Of the records that follow, copy only the lines from the line containing "Query: blurred vegetation" to the line containing "Query: reflective stripe on vest", both included, exactly as written.

→ Data extracts:
= Beginning of Section =

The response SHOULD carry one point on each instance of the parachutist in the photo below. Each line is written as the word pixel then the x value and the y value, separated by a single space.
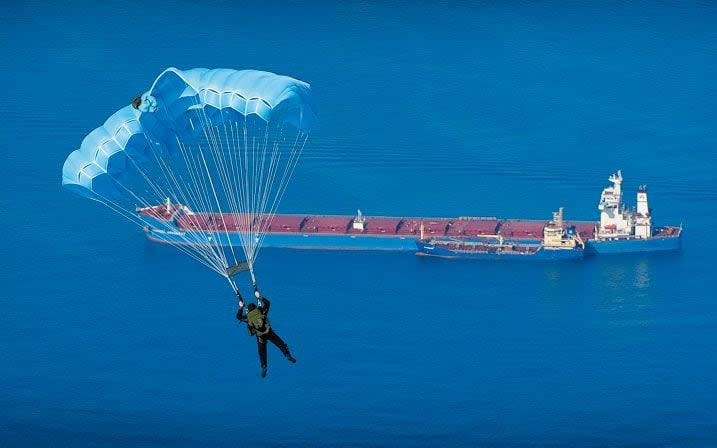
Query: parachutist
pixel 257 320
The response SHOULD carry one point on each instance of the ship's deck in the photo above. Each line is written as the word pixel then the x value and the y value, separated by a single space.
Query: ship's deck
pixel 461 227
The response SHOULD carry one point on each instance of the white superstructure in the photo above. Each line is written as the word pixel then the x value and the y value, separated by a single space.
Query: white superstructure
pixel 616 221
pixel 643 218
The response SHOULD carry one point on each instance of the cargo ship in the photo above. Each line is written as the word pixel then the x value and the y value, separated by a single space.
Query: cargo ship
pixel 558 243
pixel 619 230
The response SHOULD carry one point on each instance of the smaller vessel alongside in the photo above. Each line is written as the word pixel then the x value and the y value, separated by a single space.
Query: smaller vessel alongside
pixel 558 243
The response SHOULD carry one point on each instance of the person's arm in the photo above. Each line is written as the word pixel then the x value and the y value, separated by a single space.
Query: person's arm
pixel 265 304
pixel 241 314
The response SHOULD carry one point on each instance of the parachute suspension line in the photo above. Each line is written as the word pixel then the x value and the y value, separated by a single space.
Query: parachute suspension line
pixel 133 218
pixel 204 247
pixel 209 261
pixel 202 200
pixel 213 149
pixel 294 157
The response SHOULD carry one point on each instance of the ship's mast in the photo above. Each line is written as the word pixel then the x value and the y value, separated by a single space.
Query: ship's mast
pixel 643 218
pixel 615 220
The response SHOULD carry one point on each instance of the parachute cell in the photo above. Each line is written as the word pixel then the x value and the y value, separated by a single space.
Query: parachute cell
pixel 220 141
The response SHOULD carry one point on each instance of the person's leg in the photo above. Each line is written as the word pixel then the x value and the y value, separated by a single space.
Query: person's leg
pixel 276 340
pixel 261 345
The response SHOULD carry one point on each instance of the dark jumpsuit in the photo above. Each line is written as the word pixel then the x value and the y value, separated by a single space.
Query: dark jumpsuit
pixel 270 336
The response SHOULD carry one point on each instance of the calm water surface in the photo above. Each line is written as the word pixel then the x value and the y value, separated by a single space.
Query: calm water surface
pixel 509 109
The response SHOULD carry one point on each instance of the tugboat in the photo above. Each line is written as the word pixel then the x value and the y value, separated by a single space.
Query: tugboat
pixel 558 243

= End of Section =
= Beginning of Section =

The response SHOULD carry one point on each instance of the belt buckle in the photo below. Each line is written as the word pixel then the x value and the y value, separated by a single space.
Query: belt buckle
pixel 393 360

= End of Section =
= Beginning of Section =

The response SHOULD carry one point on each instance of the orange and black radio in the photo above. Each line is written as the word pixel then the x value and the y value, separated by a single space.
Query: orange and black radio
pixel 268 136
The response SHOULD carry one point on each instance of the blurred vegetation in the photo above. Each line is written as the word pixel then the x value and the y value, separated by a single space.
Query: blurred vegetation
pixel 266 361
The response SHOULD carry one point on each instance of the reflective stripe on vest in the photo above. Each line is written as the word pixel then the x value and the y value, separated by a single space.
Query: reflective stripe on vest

= End of Section =

→ Output for this exercise:
Query: blurred vegetation
pixel 266 361
The response SHOULD carry one point on each instance of the reflective stripe on vest in the photo above. Each line is written as the word pixel then the x value and the y value, separated by a single space.
Query: reflective stripe on vest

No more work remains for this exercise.